§ **REQUIRED TASK A**: Reproduce, word for word, the section of the VMDS text that opens with "VMDS abbreviates the" and ends after "only relational databases.".

§ **SOURCE**:
= VMDS =

Relational database technology

VMDS abbreviates the relational database technology called Version Managed Data Store provided by GE Energy as part of its Smallworld technology platform and was designed from the outset to store and analyse the highly complex spatial and topological networks typically used by enterprise utilities such as power distribution and telecommunications.

VMDS was originally introduced in 1990 as has been improved and updated over the years. Its current version is 6.0.

VMDS has been designed as a spatial database. This gives VMDS a number of distinctive characteristics when compared to conventional attribute only relational databases.

==Distributed server processing==
VMDS is composed of two parts: a simple, highly scalable data block server called SWMFS (Smallworld Master File Server) and an intelligent client API written in C and Magik. Spatial and attribute data are stored in data blocks that reside in special files called data store files on the server. When the client application requests data it has sufficient intelligence to work out the optimum set of data blocks that are required. This request is then made to SWMFS which returns the data to the client via the network for processing.

This approach is particularly efficient and scalable when dealing with spatial and topological data which tends to flow in larger volumes and require more processing then plain attribute data (for example during a map redraw operation). This approach makes VMDS well suited to enterprise deployment that might involve hundreds or even thousands of concurrent clients.

§ **REQUIRED TASK B**: Gather every line of the rows below that contains the word "thigh".

§ **EXTRACTED RECORDS**:
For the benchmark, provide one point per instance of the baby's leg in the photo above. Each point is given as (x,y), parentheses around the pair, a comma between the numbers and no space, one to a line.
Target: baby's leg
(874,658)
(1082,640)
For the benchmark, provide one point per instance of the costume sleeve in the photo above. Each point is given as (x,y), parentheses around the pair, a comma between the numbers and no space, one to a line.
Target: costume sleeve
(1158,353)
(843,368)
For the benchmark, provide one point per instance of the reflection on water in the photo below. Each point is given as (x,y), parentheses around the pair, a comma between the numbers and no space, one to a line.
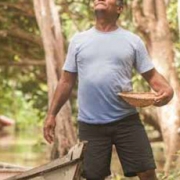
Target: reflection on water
(24,148)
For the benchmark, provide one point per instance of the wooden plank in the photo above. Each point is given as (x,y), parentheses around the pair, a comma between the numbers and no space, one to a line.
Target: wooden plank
(37,178)
(66,173)
(74,156)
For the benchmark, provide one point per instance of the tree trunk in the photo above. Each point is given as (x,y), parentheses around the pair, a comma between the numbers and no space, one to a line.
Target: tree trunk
(48,21)
(179,17)
(152,22)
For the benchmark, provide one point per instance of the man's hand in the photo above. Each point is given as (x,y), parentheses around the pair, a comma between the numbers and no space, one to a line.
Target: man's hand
(159,84)
(49,128)
(163,97)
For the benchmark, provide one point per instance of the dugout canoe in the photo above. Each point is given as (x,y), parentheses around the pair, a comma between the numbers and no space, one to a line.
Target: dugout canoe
(65,168)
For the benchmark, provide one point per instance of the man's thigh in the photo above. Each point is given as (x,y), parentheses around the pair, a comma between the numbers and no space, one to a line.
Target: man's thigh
(97,155)
(133,147)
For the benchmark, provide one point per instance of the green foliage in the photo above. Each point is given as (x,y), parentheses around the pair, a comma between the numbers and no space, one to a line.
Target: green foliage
(23,89)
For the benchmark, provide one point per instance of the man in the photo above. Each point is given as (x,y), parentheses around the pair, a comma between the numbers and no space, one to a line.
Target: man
(103,58)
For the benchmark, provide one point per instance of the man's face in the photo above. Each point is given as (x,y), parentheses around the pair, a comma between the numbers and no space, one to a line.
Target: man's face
(108,6)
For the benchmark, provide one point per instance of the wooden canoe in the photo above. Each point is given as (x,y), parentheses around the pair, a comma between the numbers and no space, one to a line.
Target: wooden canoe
(65,168)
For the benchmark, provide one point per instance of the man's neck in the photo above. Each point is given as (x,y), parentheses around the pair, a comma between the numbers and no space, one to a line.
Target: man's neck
(105,26)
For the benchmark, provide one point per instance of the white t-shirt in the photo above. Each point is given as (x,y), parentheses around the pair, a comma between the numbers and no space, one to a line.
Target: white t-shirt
(104,63)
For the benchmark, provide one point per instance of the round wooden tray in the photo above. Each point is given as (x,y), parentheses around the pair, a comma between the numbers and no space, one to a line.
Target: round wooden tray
(143,99)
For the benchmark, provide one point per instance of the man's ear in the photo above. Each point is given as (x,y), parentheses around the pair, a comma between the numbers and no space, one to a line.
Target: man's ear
(119,9)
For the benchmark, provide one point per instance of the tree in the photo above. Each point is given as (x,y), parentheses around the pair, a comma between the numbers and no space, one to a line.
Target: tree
(48,21)
(152,22)
(179,16)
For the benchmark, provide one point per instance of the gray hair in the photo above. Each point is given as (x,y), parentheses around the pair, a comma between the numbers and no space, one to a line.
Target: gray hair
(119,2)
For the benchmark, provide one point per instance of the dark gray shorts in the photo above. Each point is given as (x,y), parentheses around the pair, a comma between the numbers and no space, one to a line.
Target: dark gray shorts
(131,142)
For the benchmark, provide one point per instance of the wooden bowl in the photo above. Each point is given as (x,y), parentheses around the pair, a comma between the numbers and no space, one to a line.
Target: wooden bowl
(143,99)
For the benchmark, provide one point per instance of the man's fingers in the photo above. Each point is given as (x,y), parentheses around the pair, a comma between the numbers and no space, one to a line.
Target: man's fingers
(49,134)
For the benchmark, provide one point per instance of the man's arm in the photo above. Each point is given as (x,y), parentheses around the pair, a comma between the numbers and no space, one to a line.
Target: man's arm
(159,84)
(62,93)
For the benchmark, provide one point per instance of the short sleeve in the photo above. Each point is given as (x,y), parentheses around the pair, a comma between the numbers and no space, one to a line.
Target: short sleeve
(70,62)
(143,62)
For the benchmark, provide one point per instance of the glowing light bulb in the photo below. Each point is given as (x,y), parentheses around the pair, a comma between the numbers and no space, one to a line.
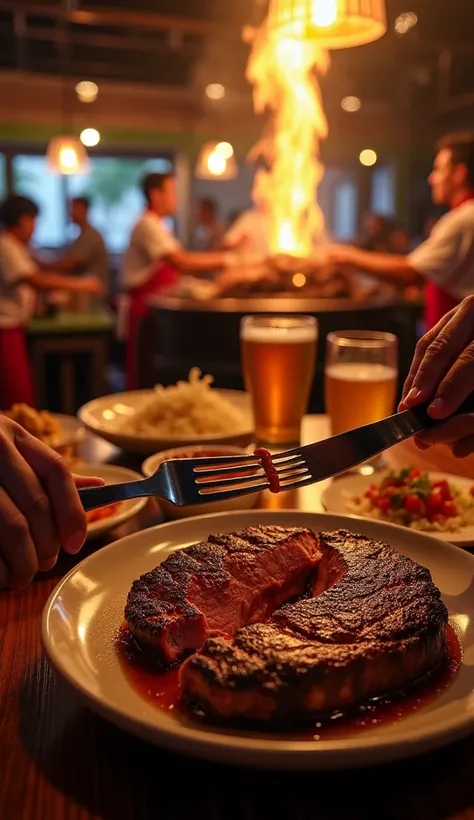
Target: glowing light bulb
(324,13)
(351,104)
(90,137)
(368,157)
(299,280)
(68,158)
(225,149)
(216,164)
(87,91)
(215,91)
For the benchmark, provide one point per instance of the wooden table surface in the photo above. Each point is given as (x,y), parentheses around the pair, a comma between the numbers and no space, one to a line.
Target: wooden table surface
(58,761)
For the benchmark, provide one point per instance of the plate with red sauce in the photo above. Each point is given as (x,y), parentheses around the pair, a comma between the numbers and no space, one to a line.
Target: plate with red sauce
(85,641)
(106,518)
(244,502)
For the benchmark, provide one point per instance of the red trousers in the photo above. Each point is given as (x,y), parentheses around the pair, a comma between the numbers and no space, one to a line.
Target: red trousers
(16,377)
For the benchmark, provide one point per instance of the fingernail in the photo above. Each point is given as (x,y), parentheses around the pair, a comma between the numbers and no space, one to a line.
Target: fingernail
(436,407)
(413,395)
(49,564)
(75,542)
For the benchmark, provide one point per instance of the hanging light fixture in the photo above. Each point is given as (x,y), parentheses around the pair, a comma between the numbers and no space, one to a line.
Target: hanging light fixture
(216,161)
(66,155)
(332,23)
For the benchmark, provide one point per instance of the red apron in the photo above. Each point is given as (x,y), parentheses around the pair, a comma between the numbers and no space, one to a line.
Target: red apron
(438,302)
(16,378)
(163,277)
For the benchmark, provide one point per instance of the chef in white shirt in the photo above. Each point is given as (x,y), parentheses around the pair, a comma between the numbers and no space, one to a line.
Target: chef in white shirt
(155,260)
(445,261)
(19,278)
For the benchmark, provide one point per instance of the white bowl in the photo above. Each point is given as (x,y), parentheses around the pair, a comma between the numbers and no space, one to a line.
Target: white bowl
(243,502)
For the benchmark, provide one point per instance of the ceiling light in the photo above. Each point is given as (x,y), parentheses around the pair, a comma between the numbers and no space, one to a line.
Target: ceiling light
(225,149)
(90,137)
(215,91)
(213,164)
(87,91)
(66,155)
(331,23)
(368,157)
(351,104)
(405,22)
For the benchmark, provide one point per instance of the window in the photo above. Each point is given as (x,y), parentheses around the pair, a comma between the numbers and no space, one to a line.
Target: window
(382,199)
(32,178)
(3,176)
(345,210)
(113,187)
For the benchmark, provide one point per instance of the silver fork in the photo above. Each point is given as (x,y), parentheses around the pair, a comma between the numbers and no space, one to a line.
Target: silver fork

§ **CORRECT RESULT A**:
VMDS abbreviates the relational database technology called Version Managed Data Store provided by GE Energy as part of its Smallworld technology platform and was designed from the outset to store and analyse the highly complex spatial and topological networks typically used by enterprise utilities such as power distribution and telecommunications.

VMDS was originally introduced in 1990 as has been improved and updated over the years. Its current version is 6.0.

VMDS has been designed as a spatial database. This gives VMDS a number of distinctive characteristics when compared to conventional attribute only relational databases.

§ **CORRECT RESULT B**:
For the benchmark, provide one point per instance of the man's thigh in the photo above. Each point is given as (x,y), parentheses around the pair, a comma between the numbers and no space, one to a line.
Target: man's thigh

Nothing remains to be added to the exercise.